Defined Folder Structure template to create the directories (both hdfs and linux file system) for both structured data and as well unstructured data, which are to be used by the project team.
Worked with the management in defining the EDL onboarding process and built the intake form for the Application owner which is used to capture technical information about the proposed project for planning and implementation which includes Project/POC, Name, Start Date, Manger details, Team members, Cloudera EDL supported Technologies like Data Ingestion (Sqoop, SFTP, Spark Streaming, Flume) and Data Transformation (Pig, Map Reduce, Spark, Python Scripts, Informatica) and other Hadoop Services (Solr, Hive, Impala, HBase, and Spark), data size, etc.
Tested and documented the step by step process for Application users on how to download/Install/Run/ Testing Cloudera Impala ODBC Driver and connectivity to Tableau.
Tested and documented the step by step process in creating a HDFS connection, Teradata Connection, Hive Connection, HDFS file object, Hive Table Object, Teradata object and pushdown (load balancing) optimization using Hive.

Confidential, Phoenix, AZ

Big Data Administrator

Responsibilities:

Key participant in Big Data regular activities like patch management, cluster services, monitor critical parts of the cluster, account management, HDFS support and maintenance, code release management, data extraction/ import, Backup and restore, and capacity planning.

THE TASKS:
(a) According to the work history excerpt, which ODBC driver was tested and documented for connectivity to Tableau?
(b) Reproduce the work history excerpt from "Tested and documented the step by step process for" to "connectivity to Tableau.".

EXTRACTED INFORMATION:
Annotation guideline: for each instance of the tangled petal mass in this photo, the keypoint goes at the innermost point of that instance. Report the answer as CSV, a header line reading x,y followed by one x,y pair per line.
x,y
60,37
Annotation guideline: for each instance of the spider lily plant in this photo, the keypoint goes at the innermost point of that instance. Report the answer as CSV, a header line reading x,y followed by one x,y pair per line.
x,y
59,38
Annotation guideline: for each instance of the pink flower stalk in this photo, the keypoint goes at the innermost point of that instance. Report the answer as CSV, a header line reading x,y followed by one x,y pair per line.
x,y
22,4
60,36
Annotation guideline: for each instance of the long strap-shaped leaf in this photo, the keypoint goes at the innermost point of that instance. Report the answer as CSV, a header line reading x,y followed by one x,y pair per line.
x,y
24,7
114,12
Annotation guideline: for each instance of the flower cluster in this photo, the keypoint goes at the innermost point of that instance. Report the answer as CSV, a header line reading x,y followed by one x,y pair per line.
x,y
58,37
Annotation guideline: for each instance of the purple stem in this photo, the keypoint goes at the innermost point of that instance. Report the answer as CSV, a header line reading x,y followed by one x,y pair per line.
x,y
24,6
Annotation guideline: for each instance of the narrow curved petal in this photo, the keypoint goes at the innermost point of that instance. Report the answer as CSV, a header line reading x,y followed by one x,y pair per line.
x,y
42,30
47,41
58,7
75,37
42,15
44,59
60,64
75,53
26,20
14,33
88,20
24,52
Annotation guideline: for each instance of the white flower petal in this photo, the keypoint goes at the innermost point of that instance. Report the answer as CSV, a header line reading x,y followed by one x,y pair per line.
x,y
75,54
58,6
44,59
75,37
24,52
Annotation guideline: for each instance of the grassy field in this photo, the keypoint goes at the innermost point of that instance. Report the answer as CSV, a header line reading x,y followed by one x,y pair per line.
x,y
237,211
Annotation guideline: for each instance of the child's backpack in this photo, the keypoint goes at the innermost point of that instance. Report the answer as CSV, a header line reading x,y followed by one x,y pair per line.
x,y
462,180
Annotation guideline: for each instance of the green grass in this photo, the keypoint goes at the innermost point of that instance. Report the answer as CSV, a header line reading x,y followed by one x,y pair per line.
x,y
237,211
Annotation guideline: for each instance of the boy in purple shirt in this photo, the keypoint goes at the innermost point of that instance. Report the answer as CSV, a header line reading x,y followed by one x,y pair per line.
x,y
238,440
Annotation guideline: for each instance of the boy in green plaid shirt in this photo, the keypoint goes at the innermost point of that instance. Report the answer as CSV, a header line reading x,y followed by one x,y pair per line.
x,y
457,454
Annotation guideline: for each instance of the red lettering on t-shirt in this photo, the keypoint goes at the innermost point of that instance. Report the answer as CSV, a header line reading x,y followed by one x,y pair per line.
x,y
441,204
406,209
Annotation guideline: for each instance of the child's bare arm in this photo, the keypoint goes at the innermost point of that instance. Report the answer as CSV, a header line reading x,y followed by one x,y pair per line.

TASK-BY-TASK ANSWERS:
(a) The Cloudera Impala ODBC Driver.

(b)
Tested and documented the step by step process for Application users on how to download/Install/Run/ Testing Cloudera Impala ODBC Driver and connectivity to Tableau.